Frank Frazetta Goes to Dogpatch, USA, A Ghost Story
If you know anything about syndicated newspaper strips, then you understand that the punishing deadlines of creating a weekly or Sunday comic strip sometimes compel their creators to employ assistants, who are referred to as “ghosts”. If a comic strip is really successful, running in hundreds of papers and generating outside income from licensing deals, then the primary creator on the strip can afford to hire more ghosts, both to lighten his workload, and to allow him to take a vacation, a rare privilege for overworked cartoonists.
Al Capp started Li’l Abner in 1934, and in a very short time had amassed an impressive number of papers running the strip.It went on to become one of the most successful newspaper strips of all time, eventually running in 900 papers in the U.S., and 100 papers in foreign countries and reaching an estimated 90 million readers in an era before the Internet, before television, and when the daily comics and the Sunday Funnies section of the newspaper was an important part of American families’ weekly entertainment. Once television began to factor into America’s entertainment options, Capp embraced the new medium whole-heartedly, appearing frequently on talk shows and even helming four different television shows.
A shrewd businessman, Al Capp took full advantage of Abner’s popularity and eventually gained full ownership of his strip following legal action against his syndicate, including the merchandising, which turned out to be a gold mine for the canny, forward-thinking cartoonist. Starting with the “Shmoo” craze in the late ‘40s, he raked in millions for an avalanche of licensed products. In addition to his success with his comic strip, he also had a syndicated column, several radio shows, and even had his own amusement park, Dogpatch, U.S.A. He was so successful he maintained a permanent studio in Boston, with a crew of three talented artists to help him meet what must have been killer deadlines for producing six dailies and a Sunday stripand all the attendant artwork needed for the plethora of licensed products the strip generated.
So, it’s no surprise that Capp reached out to Frank Frazetta in the mid-50s, since he was one of the most talented young cartoonists working then, and even had experience with hillbilly humor, having drawn the “Looie Lazybones” strip for Standard Comics in 1948. Frazetta’s style hadn’t matured yet, but it showed plenty of potential with good action sequences, pretty girls aplenty, and detailed bucolic settings. The writing on the strip wasn’t as sharp as Capp’s barbed social and political satires, but the stories served to highlight both Frazetta’s gift for humor, and his skill at depicting realistic and comic characters, just the skillset Al Capp needed from an assistant.

## Listing
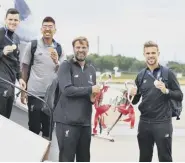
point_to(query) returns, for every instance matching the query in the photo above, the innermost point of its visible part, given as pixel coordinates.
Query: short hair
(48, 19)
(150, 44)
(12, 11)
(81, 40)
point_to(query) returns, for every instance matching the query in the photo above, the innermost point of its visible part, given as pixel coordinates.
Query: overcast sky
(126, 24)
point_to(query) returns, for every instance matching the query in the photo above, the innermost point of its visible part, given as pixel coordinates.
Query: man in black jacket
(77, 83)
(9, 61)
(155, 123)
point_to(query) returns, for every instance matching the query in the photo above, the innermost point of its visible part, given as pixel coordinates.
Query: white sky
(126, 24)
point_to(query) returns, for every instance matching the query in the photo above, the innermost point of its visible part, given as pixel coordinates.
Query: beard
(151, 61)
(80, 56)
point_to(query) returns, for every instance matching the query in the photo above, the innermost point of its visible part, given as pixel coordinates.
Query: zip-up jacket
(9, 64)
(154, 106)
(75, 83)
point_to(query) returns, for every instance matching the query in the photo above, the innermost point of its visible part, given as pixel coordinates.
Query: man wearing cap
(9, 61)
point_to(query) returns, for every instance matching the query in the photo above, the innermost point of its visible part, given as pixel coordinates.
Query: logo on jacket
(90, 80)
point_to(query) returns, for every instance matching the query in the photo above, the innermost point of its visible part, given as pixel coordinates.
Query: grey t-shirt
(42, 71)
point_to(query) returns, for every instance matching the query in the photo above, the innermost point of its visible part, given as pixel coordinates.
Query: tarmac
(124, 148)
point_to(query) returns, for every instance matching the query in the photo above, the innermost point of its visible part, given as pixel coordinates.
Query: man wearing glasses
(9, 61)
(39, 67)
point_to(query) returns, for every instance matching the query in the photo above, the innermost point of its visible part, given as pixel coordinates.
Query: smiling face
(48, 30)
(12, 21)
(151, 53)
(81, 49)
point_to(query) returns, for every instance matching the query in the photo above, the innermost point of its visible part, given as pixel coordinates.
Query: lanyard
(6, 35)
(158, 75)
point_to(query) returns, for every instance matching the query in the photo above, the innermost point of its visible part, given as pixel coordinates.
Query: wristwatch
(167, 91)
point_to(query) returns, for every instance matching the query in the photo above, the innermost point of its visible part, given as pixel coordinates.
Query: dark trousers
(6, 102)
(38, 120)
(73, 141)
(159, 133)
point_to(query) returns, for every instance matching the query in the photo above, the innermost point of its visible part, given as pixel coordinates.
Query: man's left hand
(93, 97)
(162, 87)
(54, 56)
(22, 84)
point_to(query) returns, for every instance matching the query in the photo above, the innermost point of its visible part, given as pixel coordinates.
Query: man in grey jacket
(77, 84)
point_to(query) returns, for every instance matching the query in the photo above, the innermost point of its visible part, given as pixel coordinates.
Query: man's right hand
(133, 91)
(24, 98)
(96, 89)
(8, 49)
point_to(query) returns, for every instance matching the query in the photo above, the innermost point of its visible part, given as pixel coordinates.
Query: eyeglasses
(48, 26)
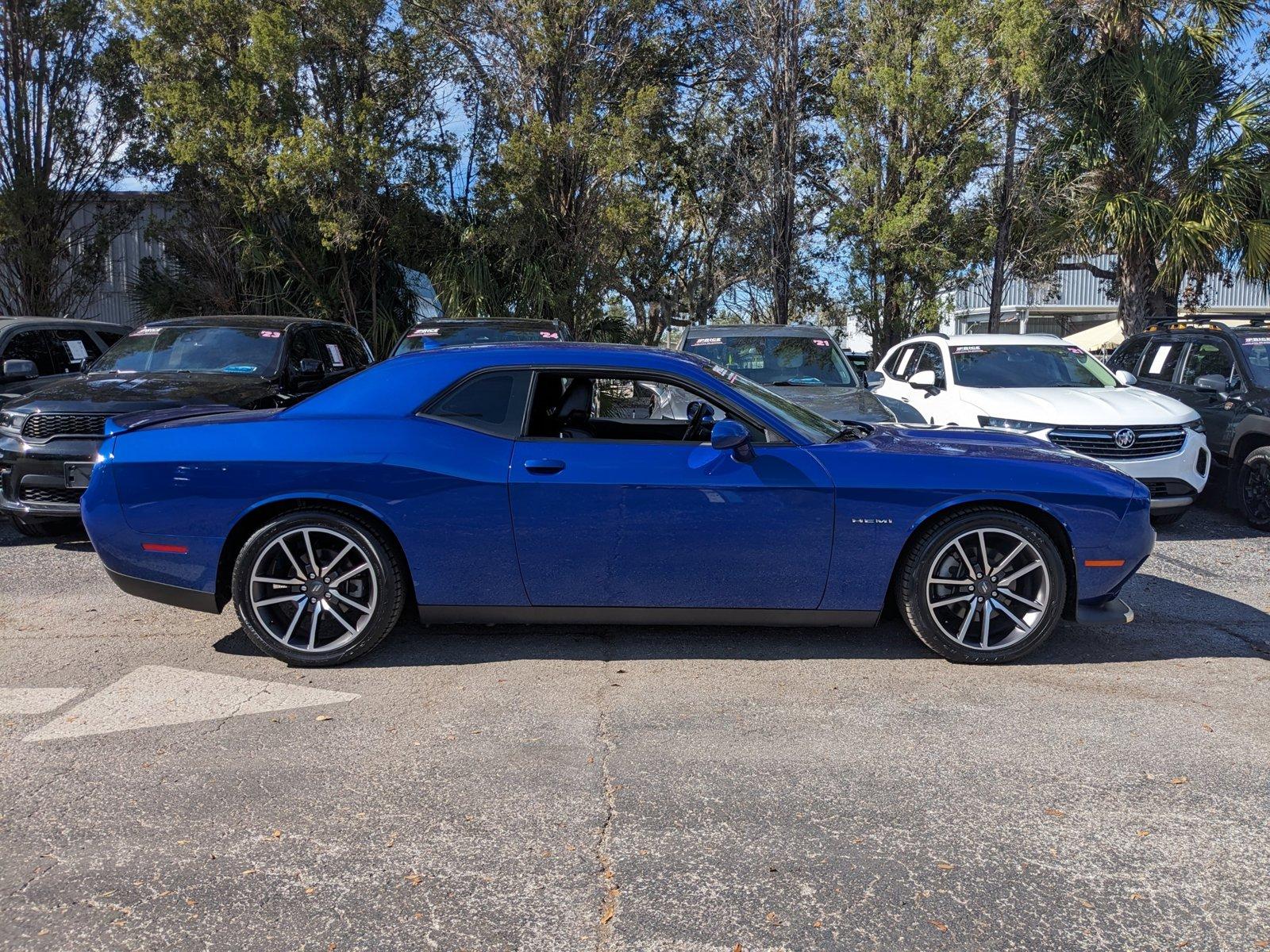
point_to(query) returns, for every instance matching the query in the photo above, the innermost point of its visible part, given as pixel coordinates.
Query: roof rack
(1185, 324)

## Exercise task 1
According to the Li'l Abner article, in what year did Al Capp start Li'l Abner?
## Exercise task 2
List every line of the records that contains the string "jacket".
The Li'l Abner article and the records come from separate, unrelated sources.

## Exercise result 1
1934

## Exercise result 2
Query: man in black jacket
Query: zip-up jacket
Query: logo on jacket
Query: man in grey jacket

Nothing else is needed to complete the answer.